▸ Extract provided:
========
Soeharto willing to hold dialog with students

JAKARTA (JP): President Soeharto has expressed a willingness
to hold a dialog with students who have been protesting rising
prices and demanding reforms.

State Minister of Youth and Sports Affairs Agung Laksono said
yesterday the President would gladly talk to the students,
especially if they could provide him with concrete proposals on
how to boost development.

"He (Soeharto) said in principle that it's OK. A dialog
between students and the President is possible...He is accustomed
to meeting people, including farmers, fishermen and athletes,"
Agung said after meeting with Soeharto at the latter's private
residence on Jl. Cendana, Central Jakarta, yesterday.

Thousands of students across the country have been staging
hundreds of protests, some even marred by violence, demanding
lower prices of basic commodities and sweeping economic and
political reforms.

They also have demanded an audience with Soeharto to air their
grievances.

Minister of Defense and Security/Armed Forces Commander Gen.
========
Items from a data source
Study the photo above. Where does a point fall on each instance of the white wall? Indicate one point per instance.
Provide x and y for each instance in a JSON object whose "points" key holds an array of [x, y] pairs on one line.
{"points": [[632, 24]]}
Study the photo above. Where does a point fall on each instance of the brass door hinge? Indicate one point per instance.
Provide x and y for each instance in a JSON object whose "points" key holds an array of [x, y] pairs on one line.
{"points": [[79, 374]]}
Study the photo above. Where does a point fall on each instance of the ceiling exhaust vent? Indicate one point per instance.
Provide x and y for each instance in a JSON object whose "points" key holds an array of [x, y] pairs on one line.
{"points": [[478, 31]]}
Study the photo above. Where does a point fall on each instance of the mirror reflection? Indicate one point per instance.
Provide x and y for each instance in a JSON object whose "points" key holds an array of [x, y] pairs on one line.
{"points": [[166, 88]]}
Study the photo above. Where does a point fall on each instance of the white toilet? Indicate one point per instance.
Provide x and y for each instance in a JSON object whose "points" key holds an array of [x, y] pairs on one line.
========
▸ Direction 1:
In the news report about Soeharto, where did Agung Laksono meet with the President?
▸ Direction 2:
Reproduce the records from the line holding "reflection? Indicate one point per instance." through the end of the records, both included and requests included. Multiply every coordinate in the answers by 1.6 and round to whole numbers, with halves going up.

▸ Written response 1:
At Soeharto's private residence on Jl. Cendana, Central Jakarta.

▸ Written response 2:
Study the photo above. Where does a point fall on each instance of the mirror reflection? Indicate one point per instance.
Provide x and y for each instance in a JSON object whose "points" key holds an array of [x, y] pairs on one line.
{"points": [[266, 141]]}
Study the photo above. Where does a point fall on each instance of the white toilet? Indicate one point per instance.
Provide x and y for each instance in a JSON object whose "points" key holds an array of [x, y] pairs on one line.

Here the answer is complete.